- _What is needed_: Pick up the forum post on romance and the love spectrum right after its last sentence and keep writing in the same voice.

- _Excerpted passage_:
----------
1) Does anyone else have examples of love being a spectrum where romance is one side and there's the more familial love on the other side? 

Romance has always been kind of confusing to me. As for love being a spectrum there's undoubtedly different kinds of love but amongst my peers and from listening to my parents comment about other parents I have realized that not all romantic relationships look the same way. Some are wildly passionate with grandiose displays of affection, social media filled to the brim with couple photos. One friend described her feelings towards her own boyfriend as one of complete comfort and safety and a very active desire to just be around him. I suppose squish would be part of the love spectrum you're talking about but I don't have any experience with that type of feeling nor the stereotypical romantic feeling. I'm still unsure about my romantic orientation.

 

 

21 minutes ago, lunarmorgan said:

2) Are there others out there (I feel kind of alone lol) that have gone through a similar kind of experience of thinking they're romantic when perhaps they weren't?
----------
- _Given entries_:
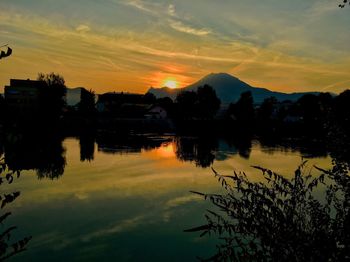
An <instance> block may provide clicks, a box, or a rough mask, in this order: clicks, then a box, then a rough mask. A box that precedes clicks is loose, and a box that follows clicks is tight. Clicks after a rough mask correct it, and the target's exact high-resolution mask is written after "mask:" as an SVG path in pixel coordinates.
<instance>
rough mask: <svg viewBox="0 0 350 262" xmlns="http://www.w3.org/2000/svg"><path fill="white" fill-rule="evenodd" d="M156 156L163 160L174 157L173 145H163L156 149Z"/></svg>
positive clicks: (170, 144) (166, 143) (163, 144)
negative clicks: (171, 157)
mask: <svg viewBox="0 0 350 262" xmlns="http://www.w3.org/2000/svg"><path fill="white" fill-rule="evenodd" d="M156 151H157V154H158V156H160V157H163V158H171V157H175V152H174V147H173V143H165V144H163V145H162V146H161V147H160V148H157V149H156Z"/></svg>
----------
- _Reply_:
Romantic is thought of as the default. It's just something that is supposed to happen. Growing up it's not something I concerned myself with simply because I just never thought about it even as all of my friends in high school were dating probably because I simply wasn't attracted to anyone's existence which is how these things usually start. In college I had my first notable encounter. Between my sophomore and junior year I worked with a man who after being friendly with me began taking bold steps to make his interest known. In my head this is how things were supposed to happen, right? You go about life and somewhere along the way a boy chooses you, your father approves, and then you are married. He was polite, physically strong, hardworking, and had a calm charisma to him. Before he even said a word to me I had to do a double take because he was handsome as well. If we could've stayed at arm's length from each other I still wonder what that would've been like. But at the time even though I was twenty years old, I still had a poor real understanding of what dating someone usually meant. In particular I didn't think about the physicality or the burning attention. I've had issues with touch my entire life. Even physical closeness puts me on edge such as being the person sitting in the middle on a couch, the sound of someone's heartbeat, the feeling of breath on my skin. In college I'd become so uncomfortable sitting in the lecture hall if I didn't find an end seat I found myself unable to concentrate and sometimes sweating of feeling dizzy or sick. Would I have been able to work past all of this with him? I still have no idea. The second he cornered me in an equipment closet and asked me if I was a virgin though I was terrified and spent the next two months being gossiped about by everyone else where I was working. My second and most recent encounter was two years ago when I was a senior in college. After lots of family pressure I decided to go to a party and "make myself available" by not rejecting dances from anyone who asked. An hour later I was being touched all over my body without consent. I discovered AVEN a few weeks after that and haven't looked back.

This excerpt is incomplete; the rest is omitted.